Stored entries:
-.-.-
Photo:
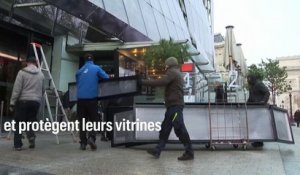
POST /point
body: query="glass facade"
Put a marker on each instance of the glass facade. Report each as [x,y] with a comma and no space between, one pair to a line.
[165,19]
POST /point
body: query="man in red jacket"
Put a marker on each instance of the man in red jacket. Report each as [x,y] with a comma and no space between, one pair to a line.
[173,83]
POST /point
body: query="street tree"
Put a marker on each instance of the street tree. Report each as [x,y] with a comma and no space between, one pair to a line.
[257,71]
[156,55]
[276,76]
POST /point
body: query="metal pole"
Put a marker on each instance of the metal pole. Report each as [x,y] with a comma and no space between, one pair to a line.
[291,109]
[1,116]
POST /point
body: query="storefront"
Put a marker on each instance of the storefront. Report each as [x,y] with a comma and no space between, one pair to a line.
[14,42]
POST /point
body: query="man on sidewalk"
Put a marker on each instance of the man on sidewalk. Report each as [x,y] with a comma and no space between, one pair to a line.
[258,93]
[26,97]
[87,78]
[173,83]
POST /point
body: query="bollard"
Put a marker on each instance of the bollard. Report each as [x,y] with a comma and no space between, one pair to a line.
[1,117]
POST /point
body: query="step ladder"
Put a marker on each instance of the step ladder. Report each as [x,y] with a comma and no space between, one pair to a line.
[43,66]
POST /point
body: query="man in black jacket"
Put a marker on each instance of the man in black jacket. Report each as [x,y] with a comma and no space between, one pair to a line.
[173,83]
[258,93]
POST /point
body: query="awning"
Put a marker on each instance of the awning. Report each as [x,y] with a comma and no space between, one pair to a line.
[136,50]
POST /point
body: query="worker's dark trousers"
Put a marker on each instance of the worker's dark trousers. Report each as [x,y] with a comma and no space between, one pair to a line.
[25,111]
[87,109]
[174,118]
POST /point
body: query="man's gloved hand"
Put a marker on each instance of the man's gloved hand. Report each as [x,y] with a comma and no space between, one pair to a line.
[139,82]
[11,108]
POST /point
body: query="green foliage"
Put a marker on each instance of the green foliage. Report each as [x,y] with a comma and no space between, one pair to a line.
[258,72]
[271,71]
[276,76]
[156,55]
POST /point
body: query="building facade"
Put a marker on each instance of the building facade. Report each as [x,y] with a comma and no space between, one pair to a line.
[230,64]
[292,64]
[68,29]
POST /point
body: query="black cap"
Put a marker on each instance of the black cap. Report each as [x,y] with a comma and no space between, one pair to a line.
[88,57]
[31,59]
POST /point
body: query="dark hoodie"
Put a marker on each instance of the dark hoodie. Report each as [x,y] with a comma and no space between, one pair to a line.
[258,92]
[29,85]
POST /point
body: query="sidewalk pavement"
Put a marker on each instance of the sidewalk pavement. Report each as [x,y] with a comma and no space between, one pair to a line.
[66,158]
-.-.-
| Aim of the task |
Reproduce all of the data exactly, omitting each picture it holds.

| The answer |
Photo:
POST /point
body: query="glass facade"
Put a marker on each instance of the glass facade. Report each as [x,y] with a comma and no space between, one pair to a line.
[165,19]
POST /point
body: query="man in red jacket"
Put a marker on each instance of the man in red jacket. Report each as [x,y] with a comma and no space between, one pair to a line.
[173,83]
POST /point
body: query="street tree"
Put a marker on each instance of the street tree. Report each as [x,y] with a comma and no space between, one pair to a line.
[257,71]
[156,55]
[276,76]
POST /point
body: query="metal pole"
Put a marker on each instance of the metal pole. Report each as [x,y] with a comma and no space between, one pair to a line.
[291,109]
[1,116]
POST /point
body: query="storefront"
Put a marker on each instance of the storefront. Report each as [x,y] with a comma and no space between, one pair to a line.
[14,42]
POST /point
body: query="man on sidewalk"
Put a marker on each instance of the man on sidewalk. Report each as [x,y] with a comma and no space between, one pair to a line.
[258,93]
[26,97]
[87,78]
[173,83]
POST /point
body: query="bollard"
Put a marker on each instance of the bollard. Report each as [x,y] with a comma and no space between, one pair to a line.
[1,117]
POST /point
body: query="step ladder"
Put a marker on each instance of the step ladder. Report each as [x,y] with a comma and no space between, one pair to a line.
[43,66]
POST /point
body: query="man in black jacket"
Put a marker on each instance of the man in black jacket. Report each as [x,y] with a comma and no space between, one pair to a line.
[173,83]
[258,93]
POST /point
body: query="awning"
Put a marker on each instance of the awning. Report each as [x,y] with a comma and no space between, one pair to a line.
[136,50]
POST /point
body: query="worker's dark trousers"
Put a marker on each instance of the worker's dark trousers. Report each as [x,y] with a comma and no space between, one pair to a line.
[25,111]
[87,109]
[174,118]
POST /point
body: query="man's gloved hand"
Put a marker on each instance of the man's gloved hand. Report each as [x,y] with a comma and no space between, one pair to a line.
[139,82]
[11,108]
POST /point
body: query="green foliage"
Put a marker on each instance of the green foliage. Report each as [x,y] with a comma and no space between, one pair to a line.
[258,72]
[271,71]
[276,76]
[156,55]
POST /point
body: query="building facade"
Put a marker on each instance of the building facade. Report each as [x,y] with a comma and no space between, one pair to a line.
[230,64]
[292,64]
[68,29]
POST /point
body: query="black cap"
Put a marker on each instance of the black cap. Report each as [x,y] with a comma and no space between, one pair to a line.
[88,57]
[31,59]
POST /point
body: query="dark hoodie"
Put a marker on each instance of the dark hoodie. Report each as [x,y] with a comma and no space between, one pair to a line.
[258,92]
[29,85]
POST /point
body: query="sidewalk pavement"
Put a marker on each instance of the sidewalk pavement. Report each as [x,y] with a comma and no space between, one pair to a line.
[66,158]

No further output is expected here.